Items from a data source

▬▬▬▬▬▬▬▬▬▬

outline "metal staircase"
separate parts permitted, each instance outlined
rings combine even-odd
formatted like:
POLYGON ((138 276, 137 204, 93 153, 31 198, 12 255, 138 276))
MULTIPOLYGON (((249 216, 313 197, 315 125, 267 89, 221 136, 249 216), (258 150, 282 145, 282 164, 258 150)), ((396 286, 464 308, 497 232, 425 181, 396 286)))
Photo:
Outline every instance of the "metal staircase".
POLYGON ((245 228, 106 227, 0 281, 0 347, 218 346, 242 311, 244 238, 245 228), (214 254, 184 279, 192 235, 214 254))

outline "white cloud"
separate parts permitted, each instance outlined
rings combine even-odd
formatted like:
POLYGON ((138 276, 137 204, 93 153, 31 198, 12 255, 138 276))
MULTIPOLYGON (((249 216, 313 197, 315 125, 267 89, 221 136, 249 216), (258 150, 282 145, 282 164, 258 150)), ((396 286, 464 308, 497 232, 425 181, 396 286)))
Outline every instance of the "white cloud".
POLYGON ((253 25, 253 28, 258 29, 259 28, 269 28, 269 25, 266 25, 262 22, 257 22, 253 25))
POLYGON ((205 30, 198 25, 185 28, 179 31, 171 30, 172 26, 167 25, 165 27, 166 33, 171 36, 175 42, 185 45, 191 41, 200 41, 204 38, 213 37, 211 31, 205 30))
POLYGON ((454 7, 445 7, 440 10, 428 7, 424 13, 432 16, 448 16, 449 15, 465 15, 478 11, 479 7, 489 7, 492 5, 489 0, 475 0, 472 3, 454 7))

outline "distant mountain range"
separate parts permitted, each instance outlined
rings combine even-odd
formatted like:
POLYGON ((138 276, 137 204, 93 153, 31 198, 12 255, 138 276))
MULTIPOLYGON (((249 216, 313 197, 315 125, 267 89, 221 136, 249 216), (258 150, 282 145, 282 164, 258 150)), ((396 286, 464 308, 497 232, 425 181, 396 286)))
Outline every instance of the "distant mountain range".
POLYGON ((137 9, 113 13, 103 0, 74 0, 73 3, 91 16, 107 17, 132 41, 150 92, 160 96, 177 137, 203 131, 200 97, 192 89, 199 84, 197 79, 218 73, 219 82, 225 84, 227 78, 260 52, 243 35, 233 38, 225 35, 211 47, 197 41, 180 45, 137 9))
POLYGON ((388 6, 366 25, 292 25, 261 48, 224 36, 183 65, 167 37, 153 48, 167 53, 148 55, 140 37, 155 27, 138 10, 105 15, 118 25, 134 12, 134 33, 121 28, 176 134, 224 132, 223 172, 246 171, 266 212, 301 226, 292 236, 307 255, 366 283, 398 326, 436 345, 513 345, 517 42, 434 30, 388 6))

▬▬▬▬▬▬▬▬▬▬

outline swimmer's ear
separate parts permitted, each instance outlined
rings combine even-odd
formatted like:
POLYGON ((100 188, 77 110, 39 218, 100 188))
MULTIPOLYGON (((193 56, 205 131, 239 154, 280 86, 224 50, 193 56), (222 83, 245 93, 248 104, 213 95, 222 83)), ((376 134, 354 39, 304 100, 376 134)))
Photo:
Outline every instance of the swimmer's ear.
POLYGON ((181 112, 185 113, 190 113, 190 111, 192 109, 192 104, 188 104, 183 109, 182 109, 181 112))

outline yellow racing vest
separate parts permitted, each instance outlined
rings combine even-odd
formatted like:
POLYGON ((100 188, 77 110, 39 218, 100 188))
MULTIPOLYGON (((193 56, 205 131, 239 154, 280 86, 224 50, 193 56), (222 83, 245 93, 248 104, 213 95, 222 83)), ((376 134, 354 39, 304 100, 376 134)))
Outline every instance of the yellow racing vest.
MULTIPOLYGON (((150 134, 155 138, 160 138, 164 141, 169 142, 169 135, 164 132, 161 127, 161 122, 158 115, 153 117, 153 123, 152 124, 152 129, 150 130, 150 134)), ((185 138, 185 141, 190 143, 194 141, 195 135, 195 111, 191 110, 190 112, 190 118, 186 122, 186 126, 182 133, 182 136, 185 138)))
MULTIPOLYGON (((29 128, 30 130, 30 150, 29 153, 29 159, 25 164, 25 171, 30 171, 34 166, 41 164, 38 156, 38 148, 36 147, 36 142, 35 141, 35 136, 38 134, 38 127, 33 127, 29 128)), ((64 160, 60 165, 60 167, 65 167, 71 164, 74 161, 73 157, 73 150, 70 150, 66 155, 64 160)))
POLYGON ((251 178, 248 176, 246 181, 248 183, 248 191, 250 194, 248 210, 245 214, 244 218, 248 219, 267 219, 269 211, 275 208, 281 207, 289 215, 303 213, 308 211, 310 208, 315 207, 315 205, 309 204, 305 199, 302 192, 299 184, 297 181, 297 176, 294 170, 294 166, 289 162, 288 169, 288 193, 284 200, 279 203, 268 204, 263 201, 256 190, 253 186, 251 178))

▬▬▬▬▬▬▬▬▬▬

- The task: List each line of the material above that contains the string "every".

- Output of the task:
Outline every instance of the "metal staircase".
Outline every instance of the "white cloud".
Outline every instance of the "distant mountain range".
Outline every instance of the swimmer's ear.
Outline every instance of the yellow racing vest.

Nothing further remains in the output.